START Text passage

As a non-commissioned veteran, his education is only partially covered by the GI Bill. He’s making up the remainder with student loans, working on campus and with the generosity of La Jollans Pat and Bob Whalen.

Ralph received the Pat and Bob Whalen Endowed Military Transfer Scholarship, which provides a $2,000 award.

“There’s no finer group of individuals than the military,” said Bob Whalen, a retired aerospace company president. “It’s an opportunity to help some kids, particularly the ones coming back from Iraq and Afghanistan, to get an education.”

This is the first scholarship at UCSD for military transfers. The Whalens have set up similar scholarships at other universities.

“You can do anything with an education,” said Pat Whalen, who serves on the university’s scholarship board. “No one can take that away from you.”

Ralph said he was extremely appreciative for the Whalen’s support and especially of veterans: “I hope they continue to support veterans here, it’s great of them and important.”

Ralph, who now lives in Del Mar, arrived in Kuwait two days before the United States invaded Iraq in March 2003. For the next three months, he crisscrossed southern Iraq as a radio field operator in the Marine Corps Reserves.

END Text passage
START Records supplied

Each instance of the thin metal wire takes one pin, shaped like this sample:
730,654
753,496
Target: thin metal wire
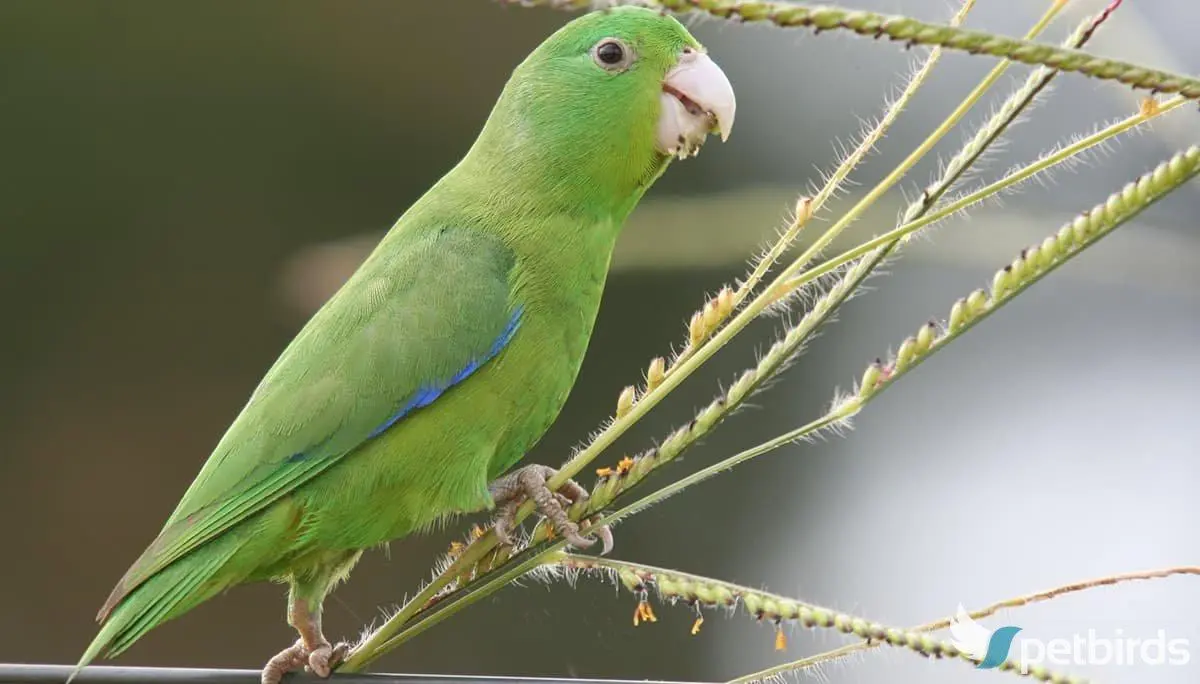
108,675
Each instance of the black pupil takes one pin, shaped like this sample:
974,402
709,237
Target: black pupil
610,53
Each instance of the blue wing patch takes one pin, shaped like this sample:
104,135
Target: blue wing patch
427,395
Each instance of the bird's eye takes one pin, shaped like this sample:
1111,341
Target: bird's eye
612,54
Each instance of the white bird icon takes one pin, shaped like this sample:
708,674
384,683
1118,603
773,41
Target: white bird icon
969,636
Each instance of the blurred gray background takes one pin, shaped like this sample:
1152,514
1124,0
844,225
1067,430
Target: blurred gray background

END Records supplied

#### [What to produce]
Pick up the article about the Whalen scholarship for military transfers after its last sentence and write what comes next. This material comes from a separate source.

#### [Exercise response]
He returned for an eight-month tour in 2004, setting up computers and satellite Internet connections for the military base in Ramadi, the capitol of Al Anbar Province.

“It was long periods of boredom with very short peaks of high activity,” Ralph said. “But it was very dangerous all the time, even if you were on the base, because there were rocket and mortar attacks, IEDs (improvised explosive devices).”

Since coming to UCSD in 2007, Ralph helped found the university’s first Student Veterans Organization, which works on improving student life for veterans, such as streamlining the process for applying for GI benefits, Ralph said.

The students were successful in lobbying for early registration for veterans, which helps speed up benefits processing at Veterans Affairs.

In between training and tours, he took community college classes.